Dataset entries:
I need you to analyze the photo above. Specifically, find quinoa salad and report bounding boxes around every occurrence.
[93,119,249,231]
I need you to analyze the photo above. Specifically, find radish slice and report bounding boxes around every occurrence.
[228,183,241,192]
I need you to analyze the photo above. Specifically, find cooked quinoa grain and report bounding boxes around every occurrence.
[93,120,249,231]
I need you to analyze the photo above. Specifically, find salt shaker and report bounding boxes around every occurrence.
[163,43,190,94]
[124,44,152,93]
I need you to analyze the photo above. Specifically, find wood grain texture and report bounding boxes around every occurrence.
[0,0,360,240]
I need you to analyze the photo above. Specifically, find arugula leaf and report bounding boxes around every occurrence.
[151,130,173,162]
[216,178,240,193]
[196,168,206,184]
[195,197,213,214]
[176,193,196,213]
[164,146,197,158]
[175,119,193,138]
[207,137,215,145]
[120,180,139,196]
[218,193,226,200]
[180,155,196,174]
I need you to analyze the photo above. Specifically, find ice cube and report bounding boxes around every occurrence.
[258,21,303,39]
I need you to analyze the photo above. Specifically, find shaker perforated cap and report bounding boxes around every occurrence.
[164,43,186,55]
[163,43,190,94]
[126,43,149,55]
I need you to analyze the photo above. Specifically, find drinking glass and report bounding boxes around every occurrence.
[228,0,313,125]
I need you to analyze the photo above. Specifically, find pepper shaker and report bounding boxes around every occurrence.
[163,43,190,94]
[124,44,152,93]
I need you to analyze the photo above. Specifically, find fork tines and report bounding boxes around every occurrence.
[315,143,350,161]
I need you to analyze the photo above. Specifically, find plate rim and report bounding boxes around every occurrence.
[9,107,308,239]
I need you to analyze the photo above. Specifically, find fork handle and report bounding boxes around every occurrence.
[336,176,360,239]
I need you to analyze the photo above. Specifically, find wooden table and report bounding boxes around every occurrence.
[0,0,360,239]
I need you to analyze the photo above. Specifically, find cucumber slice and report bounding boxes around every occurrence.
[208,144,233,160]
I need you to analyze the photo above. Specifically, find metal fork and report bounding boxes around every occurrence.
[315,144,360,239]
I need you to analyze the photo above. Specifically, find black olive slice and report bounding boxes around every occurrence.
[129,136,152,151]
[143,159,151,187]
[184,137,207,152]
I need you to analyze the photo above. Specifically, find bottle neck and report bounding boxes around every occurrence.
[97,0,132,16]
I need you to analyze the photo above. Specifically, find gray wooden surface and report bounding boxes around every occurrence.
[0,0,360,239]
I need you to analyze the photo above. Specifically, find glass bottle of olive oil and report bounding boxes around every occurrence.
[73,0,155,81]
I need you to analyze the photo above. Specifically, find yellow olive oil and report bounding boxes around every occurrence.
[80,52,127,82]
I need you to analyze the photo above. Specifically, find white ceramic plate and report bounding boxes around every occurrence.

WHAT YOU ARE ASKED TO DO: Select each line in the entries above that contains the word "bottle". Letter case must match.

OUTPUT OF THE TASK:
I need you to analyze the photo above. Specifically, find bottle neck and report bounding boxes around every occurrence.
I need you to analyze the photo above. Specifically, find glass bottle of olive oil and report bounding boxes around every occurrence.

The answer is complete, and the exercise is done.